Заметим, речь идет о городе, в котором революционеров было полно, и они являлись очень горячими парнями. Там как раз начинал свою карьеру Иосиф Джугашвили.

Большие перемены.

Всё изменилось с появлением на должности начальника Московского охранного отделения полковника Сергея Васильевича Зубатова. Этот человек совершенно выламывался из жандармского фона. Он был стопроцентно штатским — то есть не прослужил в армии ни одного дня. Это единственный случай, когда на столь высокую жандармскую должность был назначен штафирка.

Родился он 25 марта 1864 года в офицерской семье. В молодости был близок к революционным кружкам — правда, к тем, кто ограничивался спорами и разговорами, но все‑таки… Впоследствии Зубатов разочаровался в революционных идеях и стал убежденным монархистом. Об искренности его новых убеждений свидетельствует то, что после падения монархии Зубатов пустил себе пулю в лоб, в то время как прочие монархисты наперебой присягали Временному правительству.

Некоторое время Зубатов работал секретным агентом, но в 1887 году возникла опасность разоблачения, и его перевели на легальную работу. К 1896 году он дослужился до начальника Московского охранного отделения, которое в то время занимало исключительное положение среди розыскных органов России. Деятельность его распространилась далеко за пределы Москвы и ее губернии.

▶ [Задания]:
1 - Выведите из текста о Зубатове всё, начиная со слов «Всё изменилось с» и до слов «был назначен штафирка.» включительно, без изменений.
2 - Согласуются ли с текстом о Зубатове следующие утверждения: (а) до назначения на жандармскую должность Зубатов служил в армии; (б) Зубатов родился в офицерской семье; (в) после падения монархии Зубатов присягнул Временному правительству? На каждое ответьте «да» или «нет» и дословно приведите слова текста, которые это решают.

▶ [Данные]:
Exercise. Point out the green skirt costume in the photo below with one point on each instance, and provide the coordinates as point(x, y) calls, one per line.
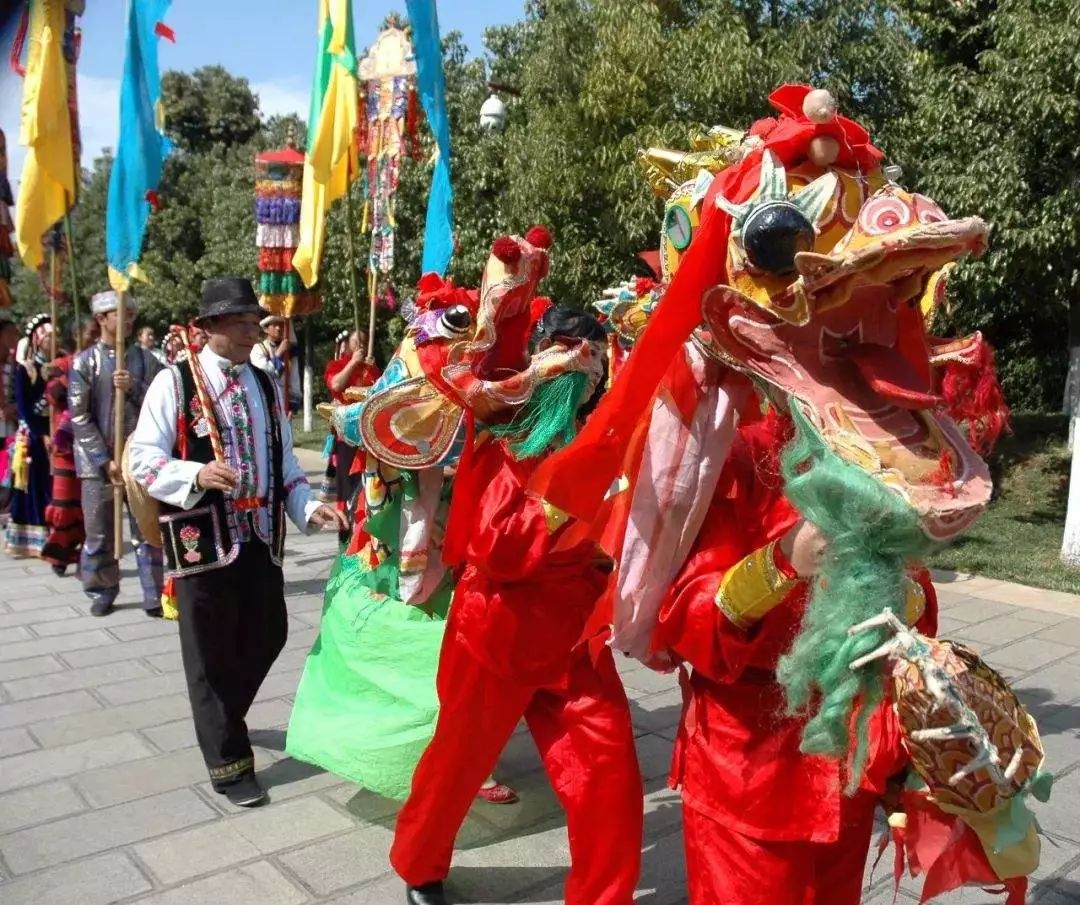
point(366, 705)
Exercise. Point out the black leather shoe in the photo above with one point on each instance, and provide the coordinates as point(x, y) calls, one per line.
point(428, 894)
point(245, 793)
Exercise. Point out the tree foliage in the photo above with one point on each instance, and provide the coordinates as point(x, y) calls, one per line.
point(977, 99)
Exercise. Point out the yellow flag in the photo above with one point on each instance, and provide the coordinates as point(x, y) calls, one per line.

▶ [Ответы]:
1 -
Всё изменилось с появлением на должности начальника Московского охранного отделения полковника Сергея Васильевича Зубатова. Этот человек совершенно выламывался из жандармского фона. Он был стопроцентно штатским — то есть не прослужил в армии ни одного дня. Это единственный случай, когда на столь высокую жандармскую должность был назначен штафирка.

2 -
(а) Нет: «не прослужил в армии ни одного дня».
(б) Да: «Родился он 25 марта 1864 года в офицерской семье».
(в) Нет: «после падения монархии Зубатов пустил себе пулю в лоб».